Paschal’s Wager
Thursday, July 5, 2007 at 03:05PM
J. Mark Jordan in ThoughtSculpting

cointoss.jpg “We toss the coin, but it is the Lord who controls its decision.” Proverbs 16:33 TLB

Our scientific age has schooled us to run calculations for every venture. The stock market, financial investments, business ventures and insurance policies are all predicated upon calculated risks. People enter sweepstakes, compete on game shows, bet on sports contests and play the lottery against impossible odds, all in the illusory quest for huge sums of money. Odds-making finds its way into nearly every aspect of life. Doctors inform patients as to the percentage of a surgery’s success and the chances of side effects from medications. Lawyers impress upon their clients the probability of winning a case. Geologists measure the likelihood of earthquakes and meteorologists forecast the chances of rain or snow.

Blaise Paschal, a brilliant mathematician who reached his prime in 1650, posed this stark conundrum to his colleagues in an effort to apply the new field of probability to matters of faith: “Either God is, or he is not. Which way should we incline? Reason cannot answer.” In other words, if we were to wager the existence of God, how would we stand? The conclusion he reached over three centuries ago remains instructive for us today.

According to Paschal, two questions demand an answer before anyone can decide whether to believe in God. First, what are the odds of being right? Second, and more importantly, what are the consequences of being wrong? The answer to the first question is simple: The odds are one out of two, or fifty-fifty. The second answer is far more crucial. If one says there is no God and he is wrong, he reaps eternal damnation. “Which way should we incline?” Such severe consequences heavily outweigh the most enticing odds. For Paschal, a deeply religious man, the only sensible answer was yes.

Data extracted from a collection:
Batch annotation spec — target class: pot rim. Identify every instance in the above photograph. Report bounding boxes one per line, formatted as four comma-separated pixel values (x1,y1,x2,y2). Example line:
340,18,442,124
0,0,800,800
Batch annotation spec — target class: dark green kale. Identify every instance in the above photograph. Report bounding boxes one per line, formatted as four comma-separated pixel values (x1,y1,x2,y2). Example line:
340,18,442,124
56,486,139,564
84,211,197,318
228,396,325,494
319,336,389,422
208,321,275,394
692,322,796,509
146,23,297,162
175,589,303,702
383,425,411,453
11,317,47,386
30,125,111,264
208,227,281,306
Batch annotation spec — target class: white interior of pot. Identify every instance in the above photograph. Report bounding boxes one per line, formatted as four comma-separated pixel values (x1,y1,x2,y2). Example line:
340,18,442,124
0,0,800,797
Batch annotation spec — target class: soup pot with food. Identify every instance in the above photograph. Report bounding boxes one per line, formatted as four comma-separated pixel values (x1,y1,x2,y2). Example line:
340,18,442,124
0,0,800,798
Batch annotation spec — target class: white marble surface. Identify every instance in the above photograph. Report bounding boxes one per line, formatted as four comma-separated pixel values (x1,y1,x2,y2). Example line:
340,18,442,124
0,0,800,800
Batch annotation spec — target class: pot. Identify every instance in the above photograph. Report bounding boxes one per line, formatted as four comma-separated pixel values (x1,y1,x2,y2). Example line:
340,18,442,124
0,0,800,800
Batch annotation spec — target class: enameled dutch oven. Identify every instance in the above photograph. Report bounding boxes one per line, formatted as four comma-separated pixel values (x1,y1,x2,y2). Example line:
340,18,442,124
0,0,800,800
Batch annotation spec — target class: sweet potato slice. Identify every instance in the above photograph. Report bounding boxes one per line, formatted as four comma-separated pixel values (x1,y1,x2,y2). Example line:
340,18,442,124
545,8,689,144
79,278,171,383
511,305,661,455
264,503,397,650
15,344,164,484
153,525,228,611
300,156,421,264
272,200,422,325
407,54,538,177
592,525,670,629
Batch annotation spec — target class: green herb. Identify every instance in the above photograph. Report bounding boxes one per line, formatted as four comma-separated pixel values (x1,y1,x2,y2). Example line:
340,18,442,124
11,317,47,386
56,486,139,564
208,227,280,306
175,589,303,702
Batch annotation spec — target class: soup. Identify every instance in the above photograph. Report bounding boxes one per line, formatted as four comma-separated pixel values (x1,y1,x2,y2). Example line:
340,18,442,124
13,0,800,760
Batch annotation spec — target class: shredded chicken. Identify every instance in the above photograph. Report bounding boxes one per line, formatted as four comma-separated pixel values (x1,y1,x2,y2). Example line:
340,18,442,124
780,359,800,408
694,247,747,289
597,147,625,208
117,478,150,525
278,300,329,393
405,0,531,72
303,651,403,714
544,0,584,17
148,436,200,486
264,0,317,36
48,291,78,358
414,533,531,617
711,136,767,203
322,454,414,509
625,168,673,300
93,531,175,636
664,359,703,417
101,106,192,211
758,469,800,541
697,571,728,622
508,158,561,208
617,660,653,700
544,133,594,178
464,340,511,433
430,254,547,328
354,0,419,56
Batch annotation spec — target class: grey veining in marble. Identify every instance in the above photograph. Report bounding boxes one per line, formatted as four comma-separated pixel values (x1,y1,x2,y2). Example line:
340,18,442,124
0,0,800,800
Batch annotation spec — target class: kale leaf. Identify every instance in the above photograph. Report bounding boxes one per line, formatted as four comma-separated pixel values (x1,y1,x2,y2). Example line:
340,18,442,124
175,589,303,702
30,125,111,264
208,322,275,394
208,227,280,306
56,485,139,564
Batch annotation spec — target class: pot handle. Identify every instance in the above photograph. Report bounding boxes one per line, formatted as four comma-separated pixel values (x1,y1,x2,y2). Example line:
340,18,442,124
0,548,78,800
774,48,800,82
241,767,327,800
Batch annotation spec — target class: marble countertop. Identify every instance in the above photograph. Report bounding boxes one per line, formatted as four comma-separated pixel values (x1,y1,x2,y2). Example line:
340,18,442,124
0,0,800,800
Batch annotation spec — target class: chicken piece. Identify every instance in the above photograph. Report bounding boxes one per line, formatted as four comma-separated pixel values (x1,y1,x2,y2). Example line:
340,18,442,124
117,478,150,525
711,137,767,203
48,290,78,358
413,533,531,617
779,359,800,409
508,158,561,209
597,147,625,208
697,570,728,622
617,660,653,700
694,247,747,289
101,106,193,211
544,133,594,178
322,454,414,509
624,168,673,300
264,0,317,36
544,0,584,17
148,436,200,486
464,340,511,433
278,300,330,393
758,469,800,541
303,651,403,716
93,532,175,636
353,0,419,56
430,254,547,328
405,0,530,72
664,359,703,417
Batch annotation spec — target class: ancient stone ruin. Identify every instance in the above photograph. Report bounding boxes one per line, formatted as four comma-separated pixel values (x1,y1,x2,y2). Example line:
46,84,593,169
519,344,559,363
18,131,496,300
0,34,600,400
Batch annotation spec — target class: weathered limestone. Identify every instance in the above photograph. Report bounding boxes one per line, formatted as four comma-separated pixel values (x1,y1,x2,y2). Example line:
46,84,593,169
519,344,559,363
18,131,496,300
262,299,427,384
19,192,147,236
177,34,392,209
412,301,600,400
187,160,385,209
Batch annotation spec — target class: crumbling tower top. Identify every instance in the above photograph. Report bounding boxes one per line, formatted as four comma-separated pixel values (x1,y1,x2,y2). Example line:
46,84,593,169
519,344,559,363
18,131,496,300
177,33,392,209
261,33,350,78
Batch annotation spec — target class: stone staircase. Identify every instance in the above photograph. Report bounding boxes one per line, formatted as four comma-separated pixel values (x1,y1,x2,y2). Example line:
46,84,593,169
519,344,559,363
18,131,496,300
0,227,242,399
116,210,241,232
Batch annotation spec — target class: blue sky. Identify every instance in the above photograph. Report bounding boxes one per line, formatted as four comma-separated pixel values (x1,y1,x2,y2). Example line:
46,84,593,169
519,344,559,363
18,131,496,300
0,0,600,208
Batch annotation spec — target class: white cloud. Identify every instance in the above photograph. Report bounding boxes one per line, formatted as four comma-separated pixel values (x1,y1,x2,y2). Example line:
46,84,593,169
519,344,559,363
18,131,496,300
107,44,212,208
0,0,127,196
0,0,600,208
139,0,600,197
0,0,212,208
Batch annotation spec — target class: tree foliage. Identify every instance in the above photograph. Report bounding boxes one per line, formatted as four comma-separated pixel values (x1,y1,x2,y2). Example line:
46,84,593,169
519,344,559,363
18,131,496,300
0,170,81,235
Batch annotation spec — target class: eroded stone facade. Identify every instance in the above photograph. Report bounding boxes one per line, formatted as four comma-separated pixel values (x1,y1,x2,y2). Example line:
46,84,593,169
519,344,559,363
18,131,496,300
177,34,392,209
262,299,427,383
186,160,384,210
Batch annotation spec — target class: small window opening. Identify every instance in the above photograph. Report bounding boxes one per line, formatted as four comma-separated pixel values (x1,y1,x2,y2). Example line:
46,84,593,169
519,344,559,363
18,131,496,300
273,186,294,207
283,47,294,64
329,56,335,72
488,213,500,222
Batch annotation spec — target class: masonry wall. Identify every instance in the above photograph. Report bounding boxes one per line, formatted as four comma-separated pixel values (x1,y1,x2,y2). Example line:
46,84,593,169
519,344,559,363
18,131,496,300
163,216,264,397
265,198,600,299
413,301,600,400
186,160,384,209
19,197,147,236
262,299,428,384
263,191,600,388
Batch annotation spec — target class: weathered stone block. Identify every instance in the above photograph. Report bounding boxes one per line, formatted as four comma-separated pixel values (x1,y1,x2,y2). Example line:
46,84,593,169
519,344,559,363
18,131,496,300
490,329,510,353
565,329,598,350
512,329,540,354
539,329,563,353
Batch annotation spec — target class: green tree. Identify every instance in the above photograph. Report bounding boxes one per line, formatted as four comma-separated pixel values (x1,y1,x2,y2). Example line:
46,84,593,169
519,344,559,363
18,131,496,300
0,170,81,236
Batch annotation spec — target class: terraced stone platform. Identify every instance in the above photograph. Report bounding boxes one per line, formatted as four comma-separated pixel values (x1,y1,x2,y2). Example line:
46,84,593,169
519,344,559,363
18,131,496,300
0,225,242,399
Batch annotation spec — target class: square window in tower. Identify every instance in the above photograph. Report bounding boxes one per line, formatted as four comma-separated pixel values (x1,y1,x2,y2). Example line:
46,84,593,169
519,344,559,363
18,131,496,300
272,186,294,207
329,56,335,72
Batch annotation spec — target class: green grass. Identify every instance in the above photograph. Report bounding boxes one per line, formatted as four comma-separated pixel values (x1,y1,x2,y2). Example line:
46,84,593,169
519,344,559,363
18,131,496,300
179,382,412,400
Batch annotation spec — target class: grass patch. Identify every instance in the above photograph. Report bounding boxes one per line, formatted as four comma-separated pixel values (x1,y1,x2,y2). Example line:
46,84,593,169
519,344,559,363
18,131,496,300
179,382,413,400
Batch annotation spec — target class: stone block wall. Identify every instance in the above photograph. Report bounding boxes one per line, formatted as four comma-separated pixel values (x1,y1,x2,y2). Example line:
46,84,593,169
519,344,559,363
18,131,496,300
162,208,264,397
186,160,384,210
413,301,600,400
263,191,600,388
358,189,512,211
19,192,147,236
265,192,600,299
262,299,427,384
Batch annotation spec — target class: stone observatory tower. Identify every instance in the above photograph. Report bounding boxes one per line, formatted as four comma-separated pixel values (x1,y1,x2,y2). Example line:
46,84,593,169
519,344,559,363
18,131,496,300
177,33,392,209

WHAT YOU WILL DO:
[a] Which professions does the essay on Paschal's Wager name in its opening paragraph as telling people the odds or chances of something?
[b] Copy the part of the essay on Paschal's Wager that opens with the words containing "Our scientific age" and closes with "rain or snow.".

SOLUTIONS TO THE TASKS:
[a] Doctors, lawyers, geologists, meteorologists

[b]
Our scientific age has schooled us to run calculations for every venture. The stock market, financial investments, business ventures and insurance policies are all predicated upon calculated risks. People enter sweepstakes, compete on game shows, bet on sports contests and play the lottery against impossible odds, all in the illusory quest for huge sums of money. Odds-making finds its way into nearly every aspect of life. Doctors inform patients as to the percentage of a surgery’s success and the chances of side effects from medications. Lawyers impress upon their clients the probability of winning a case. Geologists measure the likelihood of earthquakes and meteorologists forecast the chances of rain or snow.